(Reading text begins)

What does your profession or job choice have to say about you? I did not want to become a lawyer at an early age. In fact, I can remember staring out of our glass door of my childhood home during high school, looking over the soybeans fields and dreaming of becoming the CEO of a large company. Well life got in the way. I got married at a young age and pursued an accounting degree in college. When I could never get my balance sheets to add up, I decided to become an economist. I thought I liked abstract economic theory. When I graduated from college with an economics degree, I ran into difficulty finding a job. What value is an economics degree without a masters or doctorate? I did not possess a trade. Therefore, I became a Boy Scout District Executive out of necessity. What a noble name for such an obscure job. The job position was manufactured for me. My uncle was big in the scouts and he encouraged the council executive to create Avoyelles Parish as its own scouting district with one caveat. I had to raise enough money from my newly created district to pay my salary. I remember my salary was no more than $13,000 a year in 1985. I was the CEO of my district though. I worked from home servicing existing packs and troops and starting new packs and troops. I helped train the leaders and organized and supervised scouting events. And, of course, I threw a lot of fundraising events and personally contacted several wealthy individual donors. Unfortunately, there existed no multinational corporations in the little town I grew up in. Strangely enough, after I graduated from college, I was living right next door to the house I had those dreams, in that little town I so desperately wanted to leave. (My mother let my wife and I live in an old wooden house she owned next to the family home rent-free.)
I was not making the money of a CEO while working with the Boy Scouts, so I decided to apply for law school and take the LSAT. My LSAT score was average and because of the political connections of my family, I got myself accepted to law school and moved back to the college town I had just left only a year and a half earlier. The wife soon followed after receiving her LPN degree. In my naivete, I wanted to become a lawyer because lawyers made lots of money. Money was now controlling my job choices and life decisions. Moreover, money controlled much of my legal career until I finally accumulated enough of it and realized that money does not make one happy.
So let us address the initial question. Have you ever questioned why you went into your particular job or profession? If you randomly fell into your job or if you are just starting out and don’t know what you want to be when you grow up, let these next few ideas I present guide you. The first idea was already mentioned. Money does not make you happy. Do not seek your profession or job based upon the average salary in that industry. The second idea is unique. Decide if you are a people person or not. By people person, I do not mean a person who is the life of the party or a person who can become friends with everyone. A people person career is a job that has the well-being of others at heart. For example, a real doctor truly has his patient’s health as his primary concern. A genuine priest has the well-being of the souls of his followers at heart. An authentic teacher has the education of her students as the primary reason for getting up in the morning.

(Reading text ends)

**What to work on**
a – List every duty the writer describes carrying out as a Boy Scout District Executive in the text on job choice.
b – Answer these questions from the text on job choice:
(i) What was the most the writer earned per year as a District Executive in 1985?
(ii) What degree did the writer's wife receive before following to the college town?
(iii) What is an authentic teacher's primary reason for getting up in the morning?

(Material shown begins)

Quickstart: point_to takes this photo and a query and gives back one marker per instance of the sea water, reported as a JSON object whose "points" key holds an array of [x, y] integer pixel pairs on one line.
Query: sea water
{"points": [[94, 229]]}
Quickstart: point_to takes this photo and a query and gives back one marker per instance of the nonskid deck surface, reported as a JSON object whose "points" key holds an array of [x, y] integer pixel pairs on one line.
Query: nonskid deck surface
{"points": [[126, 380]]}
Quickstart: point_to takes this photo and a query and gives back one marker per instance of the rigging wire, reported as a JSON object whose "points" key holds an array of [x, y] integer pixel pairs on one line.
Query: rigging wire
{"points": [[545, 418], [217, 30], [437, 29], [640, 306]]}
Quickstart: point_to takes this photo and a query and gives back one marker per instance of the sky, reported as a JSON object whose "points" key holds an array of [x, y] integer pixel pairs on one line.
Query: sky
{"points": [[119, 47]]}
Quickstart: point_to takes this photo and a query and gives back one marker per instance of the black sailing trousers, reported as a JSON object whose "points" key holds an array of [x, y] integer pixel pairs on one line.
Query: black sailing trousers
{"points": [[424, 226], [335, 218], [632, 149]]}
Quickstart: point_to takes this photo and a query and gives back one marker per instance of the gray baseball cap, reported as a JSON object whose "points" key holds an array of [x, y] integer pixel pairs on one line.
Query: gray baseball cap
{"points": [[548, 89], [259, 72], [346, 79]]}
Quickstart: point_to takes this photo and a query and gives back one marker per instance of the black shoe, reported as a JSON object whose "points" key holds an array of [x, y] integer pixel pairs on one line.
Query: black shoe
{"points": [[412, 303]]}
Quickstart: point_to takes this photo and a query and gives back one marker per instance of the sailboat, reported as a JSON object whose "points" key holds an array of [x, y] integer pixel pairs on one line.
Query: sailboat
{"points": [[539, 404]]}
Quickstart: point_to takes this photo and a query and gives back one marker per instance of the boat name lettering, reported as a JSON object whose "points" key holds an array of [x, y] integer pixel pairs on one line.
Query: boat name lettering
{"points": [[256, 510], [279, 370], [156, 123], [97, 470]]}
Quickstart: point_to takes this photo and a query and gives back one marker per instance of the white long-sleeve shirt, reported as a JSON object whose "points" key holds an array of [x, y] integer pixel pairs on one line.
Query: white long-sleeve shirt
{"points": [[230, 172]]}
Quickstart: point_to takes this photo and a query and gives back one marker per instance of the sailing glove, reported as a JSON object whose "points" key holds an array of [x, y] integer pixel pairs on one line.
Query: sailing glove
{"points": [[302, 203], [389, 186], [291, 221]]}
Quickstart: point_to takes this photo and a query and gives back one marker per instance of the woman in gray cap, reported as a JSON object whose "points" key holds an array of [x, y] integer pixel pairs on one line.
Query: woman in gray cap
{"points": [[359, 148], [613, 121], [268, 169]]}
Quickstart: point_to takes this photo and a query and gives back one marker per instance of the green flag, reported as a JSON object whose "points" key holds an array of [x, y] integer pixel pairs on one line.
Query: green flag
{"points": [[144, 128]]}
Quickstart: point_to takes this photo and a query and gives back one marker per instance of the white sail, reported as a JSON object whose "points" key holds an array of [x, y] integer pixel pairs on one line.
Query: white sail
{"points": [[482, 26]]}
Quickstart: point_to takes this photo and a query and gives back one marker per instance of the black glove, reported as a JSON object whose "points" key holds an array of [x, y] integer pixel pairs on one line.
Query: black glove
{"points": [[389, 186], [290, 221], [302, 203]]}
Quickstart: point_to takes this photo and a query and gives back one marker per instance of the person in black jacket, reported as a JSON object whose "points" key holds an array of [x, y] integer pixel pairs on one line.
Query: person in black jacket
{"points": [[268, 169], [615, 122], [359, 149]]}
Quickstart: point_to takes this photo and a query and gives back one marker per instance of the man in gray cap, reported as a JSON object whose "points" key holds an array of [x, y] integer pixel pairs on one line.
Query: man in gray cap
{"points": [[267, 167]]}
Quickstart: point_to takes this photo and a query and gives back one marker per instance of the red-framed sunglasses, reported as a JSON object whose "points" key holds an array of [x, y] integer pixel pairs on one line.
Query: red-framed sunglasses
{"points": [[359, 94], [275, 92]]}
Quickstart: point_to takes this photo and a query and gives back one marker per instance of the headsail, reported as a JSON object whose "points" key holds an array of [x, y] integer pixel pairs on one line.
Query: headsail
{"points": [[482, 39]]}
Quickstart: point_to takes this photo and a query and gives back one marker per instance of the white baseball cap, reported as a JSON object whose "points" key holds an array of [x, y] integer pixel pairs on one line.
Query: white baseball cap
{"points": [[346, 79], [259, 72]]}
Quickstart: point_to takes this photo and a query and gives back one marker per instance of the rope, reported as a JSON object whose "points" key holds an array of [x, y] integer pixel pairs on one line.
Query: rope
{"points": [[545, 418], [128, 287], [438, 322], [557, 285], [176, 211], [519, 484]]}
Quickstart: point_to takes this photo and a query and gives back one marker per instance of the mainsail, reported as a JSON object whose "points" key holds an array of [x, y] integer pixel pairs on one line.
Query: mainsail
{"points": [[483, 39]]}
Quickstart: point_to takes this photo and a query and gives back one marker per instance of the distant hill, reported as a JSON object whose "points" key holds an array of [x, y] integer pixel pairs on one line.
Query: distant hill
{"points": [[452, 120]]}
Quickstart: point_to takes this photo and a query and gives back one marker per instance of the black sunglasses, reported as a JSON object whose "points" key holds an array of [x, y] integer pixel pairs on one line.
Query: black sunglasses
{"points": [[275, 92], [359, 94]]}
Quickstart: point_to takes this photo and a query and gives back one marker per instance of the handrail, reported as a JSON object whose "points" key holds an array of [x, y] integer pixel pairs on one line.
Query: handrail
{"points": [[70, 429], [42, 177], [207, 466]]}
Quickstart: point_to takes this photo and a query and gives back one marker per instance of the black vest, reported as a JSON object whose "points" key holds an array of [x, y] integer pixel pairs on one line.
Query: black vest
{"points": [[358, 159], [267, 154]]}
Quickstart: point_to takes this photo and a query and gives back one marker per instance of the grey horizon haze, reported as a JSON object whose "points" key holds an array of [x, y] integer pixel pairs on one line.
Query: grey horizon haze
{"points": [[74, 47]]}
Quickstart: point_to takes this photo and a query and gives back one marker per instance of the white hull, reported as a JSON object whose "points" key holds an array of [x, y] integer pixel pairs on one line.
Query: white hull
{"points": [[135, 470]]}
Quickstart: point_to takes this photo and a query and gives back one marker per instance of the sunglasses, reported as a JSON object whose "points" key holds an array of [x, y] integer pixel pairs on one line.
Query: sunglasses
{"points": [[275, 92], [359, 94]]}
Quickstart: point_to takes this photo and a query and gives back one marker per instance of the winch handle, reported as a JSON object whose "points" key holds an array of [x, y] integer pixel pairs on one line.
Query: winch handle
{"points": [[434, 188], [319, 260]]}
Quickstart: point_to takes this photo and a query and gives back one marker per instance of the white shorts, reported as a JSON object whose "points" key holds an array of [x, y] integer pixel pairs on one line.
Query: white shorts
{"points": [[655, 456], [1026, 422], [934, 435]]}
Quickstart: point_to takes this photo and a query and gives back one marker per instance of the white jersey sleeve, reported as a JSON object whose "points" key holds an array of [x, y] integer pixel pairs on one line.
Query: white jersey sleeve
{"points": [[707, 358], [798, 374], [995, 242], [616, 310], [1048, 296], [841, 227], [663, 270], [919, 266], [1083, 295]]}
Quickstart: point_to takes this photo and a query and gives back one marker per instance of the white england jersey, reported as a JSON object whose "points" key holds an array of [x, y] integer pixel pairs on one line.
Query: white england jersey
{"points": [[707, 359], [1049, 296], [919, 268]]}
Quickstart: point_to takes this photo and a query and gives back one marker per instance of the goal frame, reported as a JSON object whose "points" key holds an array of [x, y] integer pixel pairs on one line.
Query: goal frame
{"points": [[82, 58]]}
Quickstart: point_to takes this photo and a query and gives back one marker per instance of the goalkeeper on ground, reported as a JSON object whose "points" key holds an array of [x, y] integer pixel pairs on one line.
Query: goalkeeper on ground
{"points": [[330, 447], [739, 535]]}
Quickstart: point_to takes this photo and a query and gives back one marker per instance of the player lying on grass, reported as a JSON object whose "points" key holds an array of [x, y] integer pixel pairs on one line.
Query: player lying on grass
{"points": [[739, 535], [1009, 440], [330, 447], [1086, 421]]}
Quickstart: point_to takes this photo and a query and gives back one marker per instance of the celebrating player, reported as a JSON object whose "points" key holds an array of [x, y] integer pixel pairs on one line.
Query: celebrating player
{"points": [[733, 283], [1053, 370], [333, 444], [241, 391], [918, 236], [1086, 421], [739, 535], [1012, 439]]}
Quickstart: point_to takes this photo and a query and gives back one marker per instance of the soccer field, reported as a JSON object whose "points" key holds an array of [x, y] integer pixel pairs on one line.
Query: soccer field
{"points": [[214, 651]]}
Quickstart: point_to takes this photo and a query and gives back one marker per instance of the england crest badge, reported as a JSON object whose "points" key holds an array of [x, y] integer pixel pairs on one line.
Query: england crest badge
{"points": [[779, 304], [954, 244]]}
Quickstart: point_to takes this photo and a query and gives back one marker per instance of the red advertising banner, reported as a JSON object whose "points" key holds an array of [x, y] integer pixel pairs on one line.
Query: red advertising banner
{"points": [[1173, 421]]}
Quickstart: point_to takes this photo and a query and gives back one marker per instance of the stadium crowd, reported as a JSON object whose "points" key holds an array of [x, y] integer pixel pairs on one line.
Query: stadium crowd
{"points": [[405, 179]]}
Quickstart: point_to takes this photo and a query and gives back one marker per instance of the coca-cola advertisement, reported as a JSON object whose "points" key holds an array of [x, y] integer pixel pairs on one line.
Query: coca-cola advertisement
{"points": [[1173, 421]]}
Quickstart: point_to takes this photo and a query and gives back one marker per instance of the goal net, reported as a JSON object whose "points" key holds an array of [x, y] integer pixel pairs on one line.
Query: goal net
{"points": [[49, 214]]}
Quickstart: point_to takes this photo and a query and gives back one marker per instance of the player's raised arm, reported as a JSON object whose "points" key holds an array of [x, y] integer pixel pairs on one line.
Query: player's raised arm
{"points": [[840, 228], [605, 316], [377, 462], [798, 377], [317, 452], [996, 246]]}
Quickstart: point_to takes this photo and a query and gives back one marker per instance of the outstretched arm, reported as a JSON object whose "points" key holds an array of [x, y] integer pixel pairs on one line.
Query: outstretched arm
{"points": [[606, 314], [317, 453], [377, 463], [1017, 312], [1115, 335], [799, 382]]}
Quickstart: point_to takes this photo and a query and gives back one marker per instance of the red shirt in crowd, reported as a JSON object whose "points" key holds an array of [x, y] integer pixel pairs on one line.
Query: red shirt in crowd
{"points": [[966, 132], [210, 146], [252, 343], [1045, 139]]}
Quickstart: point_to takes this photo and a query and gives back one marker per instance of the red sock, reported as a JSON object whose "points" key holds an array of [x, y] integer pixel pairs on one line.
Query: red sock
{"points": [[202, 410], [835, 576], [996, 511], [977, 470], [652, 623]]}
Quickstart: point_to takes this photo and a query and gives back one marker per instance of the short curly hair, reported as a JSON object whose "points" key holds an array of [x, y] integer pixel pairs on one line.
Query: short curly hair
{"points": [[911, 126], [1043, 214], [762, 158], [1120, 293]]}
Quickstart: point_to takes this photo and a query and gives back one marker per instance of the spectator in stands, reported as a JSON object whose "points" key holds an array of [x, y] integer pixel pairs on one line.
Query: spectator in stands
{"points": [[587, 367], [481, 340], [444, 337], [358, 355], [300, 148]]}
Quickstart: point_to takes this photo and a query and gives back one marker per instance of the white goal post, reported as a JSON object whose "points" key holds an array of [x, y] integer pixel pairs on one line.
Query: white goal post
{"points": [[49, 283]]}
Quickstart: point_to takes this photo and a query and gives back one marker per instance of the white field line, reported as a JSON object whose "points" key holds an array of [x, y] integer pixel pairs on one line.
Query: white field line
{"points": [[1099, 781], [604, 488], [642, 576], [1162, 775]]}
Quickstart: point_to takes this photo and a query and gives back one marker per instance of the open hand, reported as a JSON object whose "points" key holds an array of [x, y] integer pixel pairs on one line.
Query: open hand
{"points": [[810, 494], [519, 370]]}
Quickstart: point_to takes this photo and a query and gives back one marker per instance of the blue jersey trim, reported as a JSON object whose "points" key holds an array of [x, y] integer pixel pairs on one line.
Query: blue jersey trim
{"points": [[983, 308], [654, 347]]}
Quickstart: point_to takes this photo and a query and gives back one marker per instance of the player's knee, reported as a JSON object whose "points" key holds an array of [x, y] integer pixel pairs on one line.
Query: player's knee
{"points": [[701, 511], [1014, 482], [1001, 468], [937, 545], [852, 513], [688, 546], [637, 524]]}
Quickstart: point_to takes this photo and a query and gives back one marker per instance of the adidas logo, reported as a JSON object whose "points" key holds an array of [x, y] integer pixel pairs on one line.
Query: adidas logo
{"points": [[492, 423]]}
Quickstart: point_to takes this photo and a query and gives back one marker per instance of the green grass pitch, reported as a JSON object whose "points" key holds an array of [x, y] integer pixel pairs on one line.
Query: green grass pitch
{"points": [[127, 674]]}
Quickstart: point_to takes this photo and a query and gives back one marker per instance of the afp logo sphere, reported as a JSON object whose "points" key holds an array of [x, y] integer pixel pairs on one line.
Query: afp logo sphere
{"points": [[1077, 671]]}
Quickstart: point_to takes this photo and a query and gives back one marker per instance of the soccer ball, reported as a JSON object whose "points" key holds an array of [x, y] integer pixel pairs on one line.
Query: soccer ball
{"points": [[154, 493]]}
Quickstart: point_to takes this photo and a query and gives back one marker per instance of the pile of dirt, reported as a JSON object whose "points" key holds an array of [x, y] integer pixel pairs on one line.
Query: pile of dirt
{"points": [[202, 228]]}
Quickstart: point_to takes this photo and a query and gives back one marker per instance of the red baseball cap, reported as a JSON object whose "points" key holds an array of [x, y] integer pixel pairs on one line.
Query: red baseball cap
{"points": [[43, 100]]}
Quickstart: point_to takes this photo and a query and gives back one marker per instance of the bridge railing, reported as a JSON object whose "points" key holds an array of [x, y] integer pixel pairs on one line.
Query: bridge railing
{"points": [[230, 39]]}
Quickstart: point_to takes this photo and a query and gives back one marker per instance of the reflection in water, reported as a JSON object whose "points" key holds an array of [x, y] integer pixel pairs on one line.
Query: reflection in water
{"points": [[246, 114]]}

(Material shown ends)

**Task-by-task answers**
a –
Servicing existing packs and troops
Starting new packs and troops
Training the leaders
Organizing and supervising scouting events
Throwing fundraising events
Personally contacting wealthy individual donors

b –
(i) No more than $13,000 a year.
(ii) An LPN degree.
(iii) The education of her students.